Please give back each entry below unaltered, leaving the pictures out.

[Images for object localization]

■ ■ ■ ■ ■ ■ ■

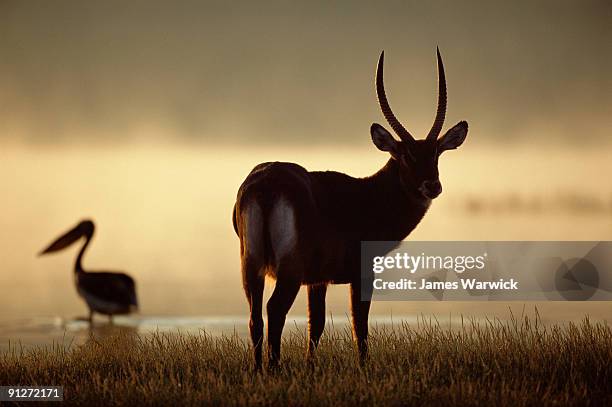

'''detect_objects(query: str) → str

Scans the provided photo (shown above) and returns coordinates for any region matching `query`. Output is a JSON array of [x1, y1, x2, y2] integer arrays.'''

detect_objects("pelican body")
[[39, 220, 138, 322]]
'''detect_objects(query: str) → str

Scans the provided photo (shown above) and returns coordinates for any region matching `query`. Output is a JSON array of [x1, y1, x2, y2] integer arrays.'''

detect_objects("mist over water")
[[1, 1, 611, 348], [1, 144, 611, 350], [1, 0, 610, 146]]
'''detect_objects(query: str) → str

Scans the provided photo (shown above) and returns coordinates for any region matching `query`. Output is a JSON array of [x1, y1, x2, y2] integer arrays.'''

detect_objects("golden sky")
[[0, 1, 611, 323]]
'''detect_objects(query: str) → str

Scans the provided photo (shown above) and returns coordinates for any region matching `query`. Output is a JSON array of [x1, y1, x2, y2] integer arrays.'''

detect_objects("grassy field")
[[1, 315, 611, 406]]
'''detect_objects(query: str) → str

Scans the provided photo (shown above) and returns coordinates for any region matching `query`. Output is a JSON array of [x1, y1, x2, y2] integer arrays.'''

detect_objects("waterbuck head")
[[371, 48, 468, 200]]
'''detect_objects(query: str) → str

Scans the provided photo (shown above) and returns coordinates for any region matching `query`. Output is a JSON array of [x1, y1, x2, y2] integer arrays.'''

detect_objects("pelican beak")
[[39, 223, 85, 256]]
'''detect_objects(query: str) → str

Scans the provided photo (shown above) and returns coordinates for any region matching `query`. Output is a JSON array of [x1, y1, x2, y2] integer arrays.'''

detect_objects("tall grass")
[[1, 315, 611, 406]]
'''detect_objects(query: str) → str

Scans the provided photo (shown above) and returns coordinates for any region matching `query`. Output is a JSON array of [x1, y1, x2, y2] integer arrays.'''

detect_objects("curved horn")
[[376, 51, 415, 142], [426, 47, 447, 140]]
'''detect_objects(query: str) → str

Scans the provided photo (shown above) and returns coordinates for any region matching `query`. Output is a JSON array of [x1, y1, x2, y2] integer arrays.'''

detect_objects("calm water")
[[1, 145, 611, 349]]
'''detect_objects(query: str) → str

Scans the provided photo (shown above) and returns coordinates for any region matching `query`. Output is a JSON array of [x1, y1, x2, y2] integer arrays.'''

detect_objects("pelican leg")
[[88, 309, 93, 325], [108, 314, 114, 324]]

■ ■ ■ ■ ■ ■ ■

* **SOLUTION FOR THIS TASK**:
'''detect_objects(query: str) → str

Scans the provided photo (shown above) and returns coordinates for any region matching `query`. Output is a JSON array of [x1, y1, x2, y2] integer arrays.'''

detect_objects("pelican body")
[[39, 220, 138, 322]]
'''detect_objects(query: str) → str

Scans the provided photo (shown above) and returns coordinates for any region matching `query`. Output is a JSON array of [x1, y1, x2, y2] integer arrays.'''

detect_objects("mist over water")
[[1, 1, 611, 348], [1, 144, 611, 350], [1, 0, 610, 146]]
'''detect_objects(query: str) → str

Scans the provided photo (shown above) and returns coordinates for any region matching `query`. Output is a JSON array of [x1, y1, x2, y2] integer arrays.'''

detect_objects("golden sky")
[[0, 1, 611, 323]]
'''detect_objects(query: str) → str

Scans the provided photo (shown above) and returns coordinates for any region matching `query`. Output is a JSON array of [x1, y1, x2, y2] integer arrays.'''

detect_objects("grassy field")
[[1, 315, 611, 406]]
'''detect_objects(query: str) → str

Scans the provided photo (shown above) and returns coordinates for any region matching `query`. Output is a JSON array of [x1, y1, x2, y2] integer arrays.'''

detect_objects("waterbuck head")
[[371, 48, 468, 200]]
'''detect_objects(query: str) → str

Scans the provided photo (shown above) and returns coordinates for any region matching `query`. Output is a JSON array of [x1, y1, x2, y2] integer arrays.'''

detect_objects("pelican beak")
[[39, 223, 85, 256]]
'''detect_objects(query: str) → str

Scans the provided photo (shown above) and returns coordinates for any region matching `query`. Output is a JSON array of [x1, y1, x2, y2] integer arrays.'''

detect_objects("tall grass")
[[1, 315, 611, 406]]
'''detect_objects(query: str) → str

Scans the provided photo (shown above) and returns coordinates for any region matching `query`. Output is a JSON array of [x1, y1, x2, y2] integer arrays.'''

detect_objects("curved horn")
[[376, 51, 415, 142], [426, 47, 447, 140]]
'''detect_objects(query: str) → str

Scans the provided photo (shown above) and returns coordinates for any region matching `query`. Output is a JSON array of [x1, y1, x2, y2] integer arrays.'''

detect_objects("calm water")
[[1, 145, 611, 349]]
'''detect_objects(query: str) → str

Scans the provided photo (shown above) and returns coordinates for any region matching `query`. Output is a JSON array of [x1, y1, x2, y2] integer arrays.'''

detect_objects("pelican leg")
[[88, 309, 93, 325], [108, 314, 114, 324]]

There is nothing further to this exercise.